===== Selected passage =====

ProductMarch 8, 2026·3 min read

The config you tuned in week one is wrong by week six.

Residents don't hold still. They decline, they recover, they come back from a hospital stay as someone new. A cohort assignment is a snapshot of a moving target — so we monitor for drift instead of trusting the original label.

We spent this series arguing that cohorts, not averages, are the right unit of design. There's a catch we have to say out loud: a cohort assignment is a measurement taken at a moment, and residents are not stationary. The resident in room 214B who was a clean conversational baseline in week one has, by week six, slowed her speech, started repeating questions, and stopped hearing the consonants. The label is still 'baseline.' The person isn't.

We call this cohort drift, and it's the failure mode that quietly undoes everything good about cohort tuning. A config that was correct on admission becomes subtly, then badly, wrong — and nobody filed a ticket, because the resident can't, and the device looked like it was working.

Drift runs both ways

Decline is the obvious direction: cognition fades, hearing worsens, a stroke or an infection moves someone overnight into a cohort they weren't in yesterday. But recovery is just as real and just as mishandled. A resident comes back from a hospital stay tuned for aphasia, does the rehab, regains fluent speech — and is now stuck behind a 3.5-second turn window that makes a recovered person feel disabled. A stale cohort can hold someone down.

Monitoring instead of trusting

Because we store events rather than recordings, every conversation already emits the signals that would reveal drift. We watch them per resident, as slow-moving trends, not per-turn alarms:

  • Speech rate and mean pause length — the early tell for both aphasia onset and recovery.
  • Repetition rate — the same question returning more often is a cognitive signal.

=====

■ **Instructions**
- A) Please copy from the cohort drift article the passage from "ProductMarch 8, 2026·3" up to and including "The person isn't.", with no changes.
- B) Answer these questions on the cohort drift article, one answer per line:
(i) In which room is the resident whose speech had slowed by week six?
(ii) How long is the turn window that a recovered aphasia resident stays stuck behind?
(iii) Which signal is called the early tell for both aphasia onset and recovery?
- C) Pick up the cohort drift article at the point where its text stops and keep writing it.
The records are unrelated to the cohort drift article.

===== Material supplied =====

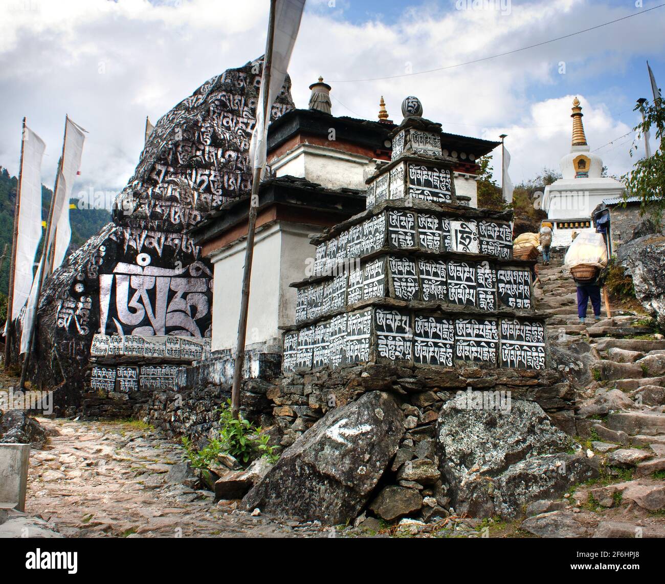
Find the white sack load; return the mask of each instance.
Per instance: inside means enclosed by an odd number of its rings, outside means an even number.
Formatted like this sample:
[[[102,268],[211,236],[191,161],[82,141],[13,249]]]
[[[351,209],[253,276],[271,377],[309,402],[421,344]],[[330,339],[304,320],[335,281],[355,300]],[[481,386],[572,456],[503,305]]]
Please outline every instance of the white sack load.
[[[607,247],[601,233],[583,231],[571,243],[564,265],[570,269],[584,264],[602,268],[607,265]]]

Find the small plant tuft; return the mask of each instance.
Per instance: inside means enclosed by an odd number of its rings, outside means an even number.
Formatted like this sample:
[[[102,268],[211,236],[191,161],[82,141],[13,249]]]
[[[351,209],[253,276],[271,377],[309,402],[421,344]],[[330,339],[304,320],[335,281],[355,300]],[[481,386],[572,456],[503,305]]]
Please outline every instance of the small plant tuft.
[[[198,450],[189,438],[182,438],[185,457],[192,468],[209,469],[220,454],[230,454],[245,465],[262,456],[271,462],[277,462],[277,447],[268,444],[270,436],[261,433],[261,426],[254,426],[241,416],[235,419],[231,412],[231,400],[215,412],[219,412],[219,434],[205,448]]]

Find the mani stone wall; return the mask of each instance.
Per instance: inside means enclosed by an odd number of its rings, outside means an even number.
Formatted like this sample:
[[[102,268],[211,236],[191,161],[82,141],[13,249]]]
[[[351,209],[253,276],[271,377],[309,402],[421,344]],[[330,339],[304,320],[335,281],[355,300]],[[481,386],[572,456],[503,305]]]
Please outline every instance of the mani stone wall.
[[[283,371],[368,363],[545,370],[533,262],[512,257],[511,214],[456,204],[438,124],[408,117],[396,131],[394,160],[368,180],[367,211],[313,240],[315,273],[294,284]]]
[[[150,388],[172,384],[178,367],[205,352],[213,271],[187,230],[250,191],[262,66],[227,70],[163,116],[113,222],[46,282],[30,378],[57,389],[59,412],[86,399],[91,415],[110,415],[114,404],[125,415],[127,402],[144,404]],[[290,86],[287,78],[272,119],[294,108]]]

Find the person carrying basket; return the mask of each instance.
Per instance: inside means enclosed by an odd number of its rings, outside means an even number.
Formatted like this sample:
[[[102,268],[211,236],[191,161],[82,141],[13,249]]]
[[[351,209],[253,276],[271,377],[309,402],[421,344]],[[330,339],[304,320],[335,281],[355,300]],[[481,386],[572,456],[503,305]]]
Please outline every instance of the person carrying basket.
[[[564,264],[577,287],[577,316],[580,323],[587,319],[589,301],[591,301],[595,320],[600,319],[600,287],[607,265],[607,249],[600,233],[580,233],[566,252]]]
[[[549,264],[549,247],[552,245],[552,223],[543,223],[541,225],[538,238],[543,249],[543,263],[547,265]]]

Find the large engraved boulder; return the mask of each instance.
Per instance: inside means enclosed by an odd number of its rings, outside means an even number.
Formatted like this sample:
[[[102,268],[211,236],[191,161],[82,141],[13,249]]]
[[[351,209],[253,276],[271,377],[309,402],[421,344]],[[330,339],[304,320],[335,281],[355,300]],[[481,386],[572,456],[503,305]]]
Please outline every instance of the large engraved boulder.
[[[212,267],[187,230],[223,202],[249,194],[248,150],[263,60],[205,82],[163,116],[112,222],[45,283],[31,379],[57,388],[59,410],[77,407],[96,333],[205,337]],[[287,78],[275,119],[294,108]]]
[[[354,519],[397,452],[404,423],[382,392],[331,410],[284,452],[243,506],[327,525]]]
[[[665,235],[631,239],[619,247],[616,257],[632,277],[637,299],[665,327]]]
[[[440,470],[451,505],[471,517],[513,518],[524,506],[560,496],[597,476],[571,439],[534,402],[511,400],[503,409],[469,400],[448,402],[437,421]]]

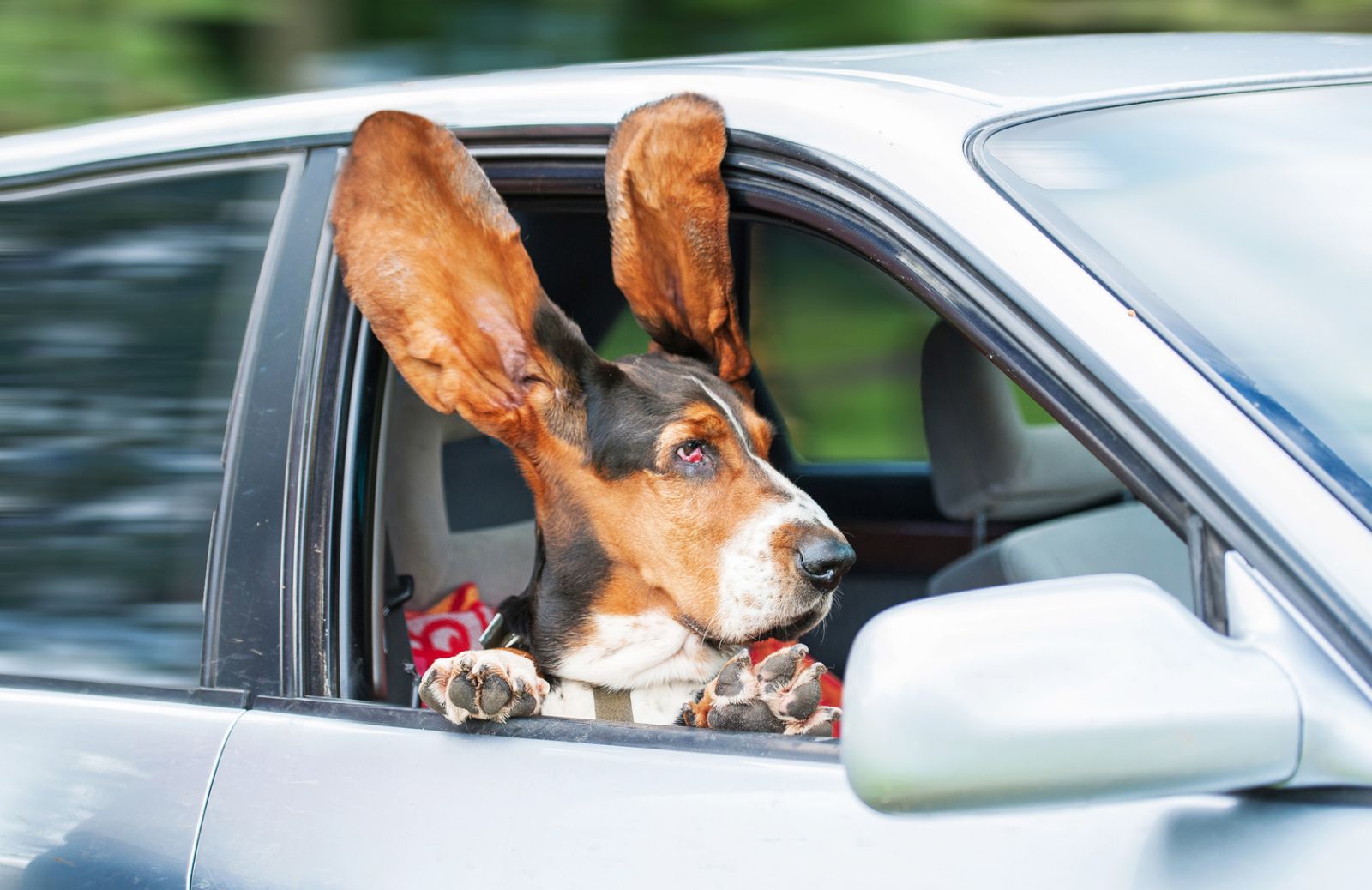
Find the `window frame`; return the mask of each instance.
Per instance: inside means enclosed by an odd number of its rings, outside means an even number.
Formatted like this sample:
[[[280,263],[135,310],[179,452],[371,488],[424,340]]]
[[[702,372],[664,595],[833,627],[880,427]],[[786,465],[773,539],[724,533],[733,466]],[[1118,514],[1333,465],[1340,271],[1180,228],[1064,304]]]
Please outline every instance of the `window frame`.
[[[469,137],[460,129],[454,133],[464,139],[497,191],[512,203],[524,197],[604,202],[605,139],[568,145],[558,141],[554,128],[530,128],[509,134],[514,140],[512,143],[488,144],[479,134]],[[608,137],[608,129],[605,136]],[[768,137],[731,132],[730,140],[723,170],[731,214],[785,224],[827,237],[896,278],[916,299],[993,355],[1002,372],[1044,405],[1058,422],[1087,442],[1091,451],[1128,480],[1131,488],[1163,517],[1179,538],[1188,540],[1188,521],[1196,524],[1196,520],[1190,520],[1192,510],[1133,443],[1110,425],[1117,422],[1118,410],[1113,416],[1103,416],[1098,410],[1096,405],[1107,396],[1103,388],[1024,317],[1013,302],[991,288],[947,241],[936,237],[919,219],[881,199],[881,189],[871,188],[867,181],[870,176],[864,180],[833,159]],[[365,502],[362,510],[336,507],[351,506],[347,499],[357,496],[358,480],[364,479],[357,473],[359,453],[368,448],[375,453],[379,399],[372,399],[368,409],[370,417],[362,417],[358,407],[364,392],[380,392],[384,351],[366,330],[361,314],[347,303],[336,269],[331,273],[325,298],[329,300],[325,313],[329,333],[321,337],[325,347],[321,363],[332,372],[325,381],[332,394],[324,400],[333,406],[333,411],[328,418],[321,418],[327,420],[327,425],[316,436],[317,443],[329,444],[317,454],[318,459],[313,464],[310,501],[314,518],[307,525],[317,535],[311,546],[327,554],[327,558],[314,564],[316,573],[306,579],[305,609],[310,628],[306,639],[327,649],[317,650],[321,657],[310,665],[311,673],[305,679],[303,694],[259,698],[258,706],[295,714],[506,738],[685,746],[691,750],[713,750],[718,745],[729,753],[837,758],[837,746],[822,739],[738,739],[729,734],[701,734],[698,730],[622,727],[557,717],[454,727],[439,714],[386,702],[342,698],[342,680],[347,672],[340,672],[339,665],[347,664],[355,653],[339,651],[342,635],[336,632],[340,628],[338,618],[355,612],[364,597],[362,591],[375,575],[370,557],[366,555],[373,539],[370,516],[375,510],[370,502]],[[1069,388],[1065,380],[1089,388],[1095,398],[1083,396]],[[1106,405],[1117,407],[1109,400]],[[1142,431],[1135,433],[1142,435]],[[1151,437],[1148,443],[1152,443]],[[375,483],[375,474],[366,476],[366,480],[364,484]],[[366,498],[370,499],[370,494]],[[1206,561],[1199,564],[1205,565]],[[375,647],[375,642],[364,646],[368,650]],[[796,749],[797,745],[801,747]],[[811,754],[811,745],[829,753],[820,754],[816,750]]]
[[[305,169],[305,155],[298,151],[269,149],[261,152],[236,152],[230,158],[209,158],[177,162],[176,159],[134,159],[103,166],[84,167],[80,171],[56,170],[43,177],[0,177],[0,203],[22,203],[27,200],[43,200],[47,197],[92,192],[122,185],[159,182],[188,177],[213,176],[218,173],[235,173],[240,170],[259,170],[283,167],[285,177],[281,185],[281,195],[277,200],[276,214],[268,233],[266,247],[262,254],[262,265],[258,269],[254,285],[248,320],[244,328],[243,346],[239,352],[235,381],[229,395],[229,411],[225,418],[225,437],[221,450],[221,464],[224,477],[221,483],[220,505],[210,516],[206,529],[206,573],[202,594],[204,609],[204,625],[202,632],[200,676],[196,686],[159,686],[141,683],[114,683],[84,677],[59,677],[43,673],[5,673],[0,675],[0,688],[36,690],[54,693],[78,693],[88,695],[110,695],[117,698],[130,698],[140,701],[161,701],[198,703],[210,706],[246,708],[250,702],[250,684],[221,684],[217,677],[207,675],[209,662],[206,653],[211,638],[218,632],[218,625],[211,625],[213,617],[218,614],[222,603],[222,586],[215,579],[215,565],[220,560],[222,543],[228,533],[225,517],[225,499],[235,481],[239,453],[241,451],[243,417],[247,414],[247,383],[251,374],[248,363],[258,354],[258,343],[265,337],[263,332],[263,303],[265,295],[270,289],[272,281],[280,273],[283,262],[285,230],[289,226],[291,208],[299,192],[299,184]]]
[[[1058,232],[1041,214],[1036,213],[1028,203],[1021,202],[1014,189],[1010,188],[1008,184],[1002,182],[1002,180],[995,174],[995,167],[986,156],[985,143],[996,133],[1021,123],[1062,114],[1088,112],[1183,99],[1224,96],[1231,93],[1272,92],[1357,84],[1372,84],[1372,80],[1367,75],[1353,75],[1312,78],[1280,84],[1202,86],[1172,89],[1151,95],[1132,96],[1128,99],[1085,99],[1043,106],[1028,111],[1008,112],[985,121],[980,126],[974,128],[963,140],[963,156],[971,169],[975,170],[977,174],[1002,199],[1004,199],[1004,202],[1015,213],[1024,215],[1036,229],[1052,241],[1058,250],[1077,263],[1078,261],[1076,254],[1067,247],[1070,241],[1066,240],[1065,236]],[[859,176],[862,174],[859,173]],[[911,210],[910,204],[906,204],[906,208]],[[919,208],[914,208],[914,211],[916,214],[921,213]],[[956,233],[947,230],[945,226],[941,226],[938,221],[930,218],[929,214],[923,214],[923,217],[926,217],[932,229],[938,232],[940,237],[945,239],[949,244],[960,244],[960,239]],[[970,258],[975,258],[978,255],[975,250],[963,248],[962,252]],[[1122,300],[1124,289],[1121,289],[1118,282],[1100,274],[1100,272],[1092,266],[1084,265],[1083,267],[1087,274],[1095,278],[1106,292],[1113,293]],[[1011,311],[1019,314],[1032,324],[1036,324],[1030,317],[1030,313],[1024,309],[1034,304],[1029,295],[1025,293],[1017,284],[1002,276],[999,270],[989,263],[982,263],[981,269],[985,276],[985,284],[991,292],[999,292],[1004,298],[1006,304],[1013,307]],[[1133,304],[1129,300],[1124,302],[1131,306]],[[1236,394],[1235,389],[1229,387],[1229,384],[1218,374],[1216,374],[1206,362],[1200,361],[1180,337],[1174,336],[1163,325],[1158,324],[1158,320],[1151,318],[1147,311],[1140,311],[1140,318],[1148,325],[1148,329],[1155,336],[1181,355],[1183,359],[1185,359],[1185,362],[1191,365],[1191,368],[1194,368],[1202,378],[1210,383],[1210,385],[1214,385],[1231,403],[1239,407],[1250,422],[1261,429],[1268,437],[1277,442],[1292,462],[1301,466],[1301,469],[1306,473],[1310,473],[1321,484],[1321,487],[1325,488],[1325,491],[1334,495],[1339,503],[1345,506],[1345,509],[1349,509],[1364,524],[1368,524],[1367,512],[1362,510],[1360,505],[1356,502],[1350,503],[1342,492],[1342,488],[1332,485],[1323,476],[1323,473],[1318,472],[1318,468],[1306,465],[1303,458],[1299,457],[1301,448],[1291,446],[1281,436],[1280,431],[1261,417],[1261,411],[1247,406],[1242,394]],[[1052,322],[1048,321],[1047,324]],[[1040,328],[1040,330],[1043,329]],[[1048,340],[1047,346],[1048,348],[1059,350],[1065,357],[1069,355],[1067,346],[1055,346],[1051,340]],[[1089,392],[1092,402],[1100,403],[1106,407],[1106,410],[1121,416],[1126,421],[1125,425],[1120,426],[1121,435],[1131,443],[1135,443],[1142,451],[1157,453],[1159,469],[1162,469],[1168,479],[1173,481],[1176,490],[1185,495],[1185,501],[1190,506],[1184,506],[1184,512],[1203,517],[1206,527],[1211,529],[1211,533],[1217,539],[1227,542],[1227,546],[1240,553],[1240,555],[1243,555],[1258,572],[1269,579],[1272,586],[1279,590],[1292,606],[1295,606],[1302,617],[1305,617],[1314,627],[1320,636],[1323,636],[1345,660],[1347,660],[1358,676],[1361,676],[1365,682],[1372,683],[1372,627],[1364,624],[1358,618],[1356,612],[1342,601],[1334,587],[1321,576],[1320,570],[1313,566],[1290,540],[1276,536],[1270,528],[1264,527],[1259,521],[1254,521],[1254,518],[1246,513],[1244,506],[1247,501],[1243,492],[1235,491],[1222,481],[1209,480],[1194,469],[1199,461],[1195,450],[1187,442],[1174,436],[1163,437],[1158,435],[1135,409],[1120,399],[1115,392],[1128,389],[1128,384],[1125,381],[1117,380],[1113,372],[1106,369],[1100,362],[1091,362],[1089,366],[1081,365],[1081,369],[1087,374],[1087,381],[1091,387],[1087,392]],[[1188,540],[1191,540],[1191,538],[1188,538]],[[1213,550],[1214,547],[1207,547],[1207,554],[1210,554],[1207,555],[1207,564],[1213,562]],[[1222,577],[1222,562],[1216,568],[1207,568],[1205,576]],[[1216,598],[1221,598],[1218,603],[1211,602]],[[1216,594],[1206,592],[1206,603],[1207,610],[1216,610],[1218,614],[1222,614],[1222,591]]]

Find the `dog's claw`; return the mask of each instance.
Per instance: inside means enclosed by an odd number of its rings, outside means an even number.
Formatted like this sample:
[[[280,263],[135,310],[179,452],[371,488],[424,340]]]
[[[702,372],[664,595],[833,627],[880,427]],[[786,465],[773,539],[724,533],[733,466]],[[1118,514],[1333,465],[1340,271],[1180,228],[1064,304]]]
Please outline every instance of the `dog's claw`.
[[[506,649],[440,658],[420,680],[424,703],[453,723],[531,717],[542,709],[547,691],[534,661]]]
[[[730,658],[713,680],[682,705],[678,723],[713,730],[833,736],[841,712],[819,703],[825,665],[805,666],[800,643],[753,665],[748,650]]]

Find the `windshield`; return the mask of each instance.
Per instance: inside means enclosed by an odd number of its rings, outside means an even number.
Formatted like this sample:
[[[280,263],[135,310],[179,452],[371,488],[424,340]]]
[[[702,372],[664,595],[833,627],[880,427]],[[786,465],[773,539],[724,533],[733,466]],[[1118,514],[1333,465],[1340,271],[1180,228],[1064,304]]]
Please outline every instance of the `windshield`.
[[[985,152],[1030,215],[1372,507],[1372,85],[1067,114]]]

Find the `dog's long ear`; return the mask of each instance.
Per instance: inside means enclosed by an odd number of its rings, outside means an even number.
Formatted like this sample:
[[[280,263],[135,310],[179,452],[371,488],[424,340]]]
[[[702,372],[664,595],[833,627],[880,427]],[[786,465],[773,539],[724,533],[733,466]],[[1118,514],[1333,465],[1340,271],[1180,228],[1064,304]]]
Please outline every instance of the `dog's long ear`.
[[[605,158],[615,284],[659,347],[704,358],[738,383],[752,354],[738,324],[724,112],[693,93],[628,112]]]
[[[560,377],[535,318],[583,343],[462,144],[424,118],[373,114],[353,140],[333,225],[348,293],[414,392],[508,444],[525,435],[530,389]]]

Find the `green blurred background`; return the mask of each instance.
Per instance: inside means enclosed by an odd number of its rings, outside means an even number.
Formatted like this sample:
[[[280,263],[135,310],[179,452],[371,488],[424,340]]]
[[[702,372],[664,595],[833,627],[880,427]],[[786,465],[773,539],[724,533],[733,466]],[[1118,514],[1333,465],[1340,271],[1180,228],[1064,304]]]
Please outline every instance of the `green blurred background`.
[[[1137,30],[1372,30],[1372,0],[3,0],[0,132],[431,74]]]

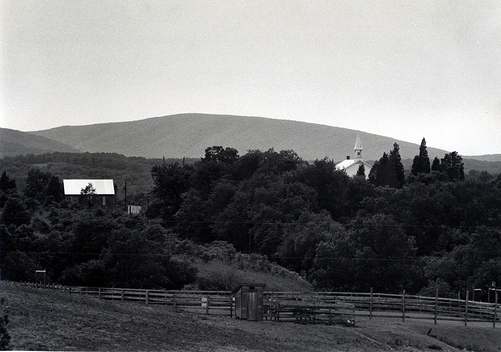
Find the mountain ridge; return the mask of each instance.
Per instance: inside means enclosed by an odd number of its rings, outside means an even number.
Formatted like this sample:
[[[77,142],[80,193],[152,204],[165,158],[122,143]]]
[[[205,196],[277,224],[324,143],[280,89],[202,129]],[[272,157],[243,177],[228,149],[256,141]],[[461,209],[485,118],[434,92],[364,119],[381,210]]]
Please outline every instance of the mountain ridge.
[[[79,152],[70,146],[43,136],[16,130],[0,128],[0,156],[42,154],[53,152]]]
[[[13,136],[14,132],[17,135]],[[402,158],[413,158],[419,153],[418,143],[356,130],[294,120],[190,113],[30,132],[0,129],[0,156],[82,152],[148,158],[200,158],[208,146],[223,146],[237,149],[240,154],[249,150],[274,148],[294,150],[306,160],[327,156],[340,162],[353,156],[359,132],[366,160],[379,160],[395,142],[399,144]],[[34,140],[30,141],[29,136],[33,136]],[[448,152],[429,146],[427,149],[430,159],[441,158]],[[485,162],[501,160],[499,154],[462,156]]]
[[[240,154],[252,149],[293,150],[301,158],[328,156],[340,161],[352,156],[359,131],[327,125],[255,116],[185,114],[127,122],[65,126],[30,132],[89,152],[117,152],[127,156],[197,158],[207,146],[235,148]],[[398,143],[403,158],[413,158],[419,144],[360,132],[364,158],[378,160]],[[420,140],[418,141],[420,142]],[[447,151],[428,148],[433,158]]]

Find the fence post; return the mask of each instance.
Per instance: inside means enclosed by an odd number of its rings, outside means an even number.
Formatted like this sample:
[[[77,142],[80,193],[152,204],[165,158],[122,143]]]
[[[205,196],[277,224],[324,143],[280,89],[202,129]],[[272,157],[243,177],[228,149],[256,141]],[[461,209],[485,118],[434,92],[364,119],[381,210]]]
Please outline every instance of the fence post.
[[[496,291],[495,292],[495,299],[494,300],[494,321],[492,322],[492,328],[496,327],[496,318],[497,315],[497,291]]]
[[[437,313],[438,311],[438,289],[435,292],[435,324],[437,324]]]
[[[207,306],[205,307],[205,314],[209,315],[209,295],[207,295]]]
[[[369,304],[369,320],[372,320],[372,288],[371,288],[371,300]]]
[[[405,322],[405,290],[402,294],[402,322]]]
[[[469,294],[469,291],[466,291],[466,300],[464,304],[464,326],[468,325],[468,296]]]

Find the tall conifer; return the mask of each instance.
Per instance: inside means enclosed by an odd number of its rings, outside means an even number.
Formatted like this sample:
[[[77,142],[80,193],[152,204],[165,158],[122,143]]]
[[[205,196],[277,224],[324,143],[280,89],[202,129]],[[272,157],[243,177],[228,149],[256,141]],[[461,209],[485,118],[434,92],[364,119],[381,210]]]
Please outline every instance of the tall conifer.
[[[426,150],[426,141],[423,138],[419,146],[419,155],[414,158],[411,174],[417,175],[418,174],[429,174],[430,171],[430,158]]]

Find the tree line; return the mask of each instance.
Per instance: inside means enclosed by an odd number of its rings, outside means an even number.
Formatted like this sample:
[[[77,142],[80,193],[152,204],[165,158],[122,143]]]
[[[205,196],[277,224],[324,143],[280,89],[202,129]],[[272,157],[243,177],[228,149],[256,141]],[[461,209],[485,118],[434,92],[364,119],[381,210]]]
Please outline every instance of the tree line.
[[[58,198],[57,178],[34,170],[22,192],[0,180],[11,280],[34,275],[19,263],[35,261],[69,284],[180,288],[194,280],[175,258],[189,243],[267,256],[319,290],[447,296],[501,282],[501,174],[465,178],[460,156],[430,160],[424,138],[410,170],[395,144],[367,178],[290,150],[209,147],[194,163],[153,166],[137,216]]]

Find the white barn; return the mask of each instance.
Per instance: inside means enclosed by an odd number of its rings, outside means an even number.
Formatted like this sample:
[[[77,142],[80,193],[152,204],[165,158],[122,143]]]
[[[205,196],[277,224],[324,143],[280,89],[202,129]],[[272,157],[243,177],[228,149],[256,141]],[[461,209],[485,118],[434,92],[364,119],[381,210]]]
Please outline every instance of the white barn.
[[[82,190],[89,184],[96,190],[92,195],[93,205],[113,208],[115,202],[115,186],[112,180],[63,180],[64,194],[67,198],[79,198]]]

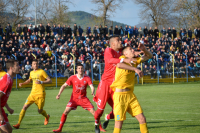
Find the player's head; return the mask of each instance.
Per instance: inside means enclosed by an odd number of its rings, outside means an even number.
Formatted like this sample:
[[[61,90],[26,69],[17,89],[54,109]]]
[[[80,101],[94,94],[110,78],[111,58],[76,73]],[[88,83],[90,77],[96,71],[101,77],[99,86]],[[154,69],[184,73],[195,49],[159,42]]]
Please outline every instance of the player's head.
[[[18,74],[19,73],[19,62],[14,59],[8,59],[6,61],[6,69],[7,71],[11,71],[13,74]]]
[[[34,59],[32,61],[32,68],[33,68],[33,70],[37,70],[38,69],[38,61],[37,61],[37,59]]]
[[[77,64],[76,66],[77,66],[77,73],[80,74],[80,75],[83,75],[83,73],[84,73],[83,65]]]
[[[120,50],[122,48],[122,43],[119,36],[114,35],[109,38],[110,47],[114,50]]]
[[[122,53],[127,58],[135,57],[135,50],[130,46],[124,47],[123,50],[122,50]]]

=====

■ **Results**
- A)
ProductMarch 8, 2026·3 min read

The config you tuned in week one is wrong by week six.

Residents don't hold still. They decline, they recover, they come back from a hospital stay as someone new. A cohort assignment is a snapshot of a moving target — so we monitor for drift instead of trusting the original label.

We spent this series arguing that cohorts, not averages, are the right unit of design. There's a catch we have to say out loud: a cohort assignment is a measurement taken at a moment, and residents are not stationary. The resident in room 214B who was a clean conversational baseline in week one has, by week six, slowed her speech, started repeating questions, and stopped hearing the consonants. The label is still 'baseline.' The person isn't.

- B)
(i) 214B
(ii) 3.5 seconds
(iii) Speech rate and mean pause length

- C)
  • Repeat-request rate ('what?', 'say again') — a proxy for worsening hearing.
  • Turn-timeout rate — how often our silence window cuts the resident off, which means the window no longer fits them.
  • Sundowning onset time creeping earlier evening over evening.

When a metric drifts past a band we hold a resident-specific baseline for, the system does not silently re-tune itself. It raises a suggested reassignment for a human — the same nurse review that signs our SOAP notes. A drifting trend in our data is often the first sign of a real clinical change, so the right move is to surface it to a clinician, not to quietly paper over it with a config swap.

An auto-correcting device that hides a resident's decline is worse than a slightly mistuned one that reports it. Drift detection is a clinical signal first and a tuning input second.

The product result closes the loop on the whole series. Designing for cohorts only works if the cohort stays current — so the system that fits the device to the resident is also the system watching for the day the resident changes. When 214B starts repeating herself in week six, a nurse sees it as a trend, not a surprise, and the next conversation she has with Companion already fits the person she's becoming.